▸ **Brief A**: Please copy the passage on inter-rater reliability word for word.

▸ **Quoted text**:
Inter-Rater Reliability . Reliability of modeling and feasibility coding was low despite extensive efforts to calibrate by the research team. Some of the lack of agreement could be related to researcher calibration, but the research team suspected that the lack of agreement is also related to lack of clarity by the student teams about the nature of these activities. The students were vague about how modeling was related to other aspects of the design process, particularly communication. What initially appeared to be graphical sketching as a method of developing ideas and laying out a potential solution for discussion evolved into a document for the final proposed solution. Differentiating between modeling and communication in the abstract was simple for the undergraduate research assistants as the difference centered on purpose. If the purpose of the sketching, for example, was to understand and improve appearance, functionality or fabrication techniques and the team used this information to think through challenges and determine specifications, it was coded as modeling. If, on the other hand, team effort was directed at documenting their plans for fabrication for the purpose of telling someone how to build from the plans, it was coded as communicating. Student teams often started modeling and the work evolved into communication. This evolution made precise determination difficult. In cases where the transition was gradual and vague, the coders generally defaulted to modeling until there was evidence that the purpose was an attempt to communicate team intentions/plans. In some cases, teams were very deliberate about this transition. In other cases, the transitions occurred gradually but were clarified later. For example, what might have appeared to be modeling was later determined to be communication and codes were changed appropriately as the coding process progressed through the team’s work.

▸ **Dataset rows**:

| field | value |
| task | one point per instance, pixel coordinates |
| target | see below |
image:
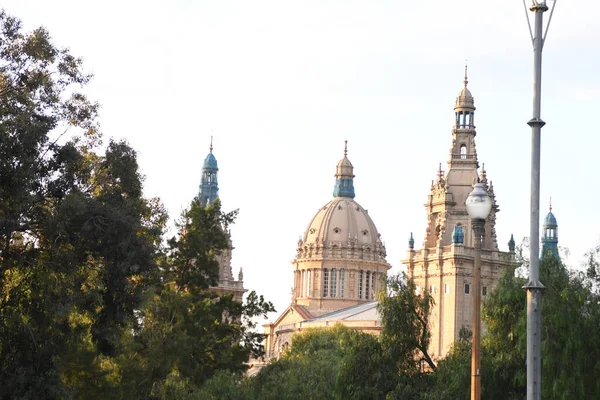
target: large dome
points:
(342, 229)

▸ **Brief B**: Rewrite the records with "large dome" replaced by "central dome" and everything else unchanged. Leave the pictures out of your answer.

▸ **Worked solution A**:
Inter-Rater Reliability . Reliability of modeling and feasibility coding was low despite extensive efforts to calibrate by the research team. Some of the lack of agreement could be related to researcher calibration, but the research team suspected that the lack of agreement is also related to lack of clarity by the student teams about the nature of these activities. The students were vague about how modeling was related to other aspects of the design process, particularly communication. What initially appeared to be graphical sketching as a method of developing ideas and laying out a potential solution for discussion evolved into a document for the final proposed solution. Differentiating between modeling and communication in the abstract was simple for the undergraduate research assistants as the difference centered on purpose. If the purpose of the sketching, for example, was to understand and improve appearance, functionality or fabrication techniques and the team used this information to think through challenges and determine specifications, it was coded as modeling. If, on the other hand, team effort was directed at documenting their plans for fabrication for the purpose of telling someone how to build from the plans, it was coded as communicating. Student teams often started modeling and the work evolved into communication. This evolution made precise determination difficult. In cases where the transition was gradual and vague, the coders generally defaulted to modeling until there was evidence that the purpose was an attempt to communicate team intentions/plans. In some cases, teams were very deliberate about this transition. In other cases, the transitions occurred gradually but were clarified later. For example, what might have appeared to be modeling was later determined to be communication and codes were changed appropriately as the coding process progressed through the team’s work.

▸ **Worked solution B**:
| field | value |
| task | one point per instance, pixel coordinates |
| target | see below |
image:
target: central dome
points:
(342, 229)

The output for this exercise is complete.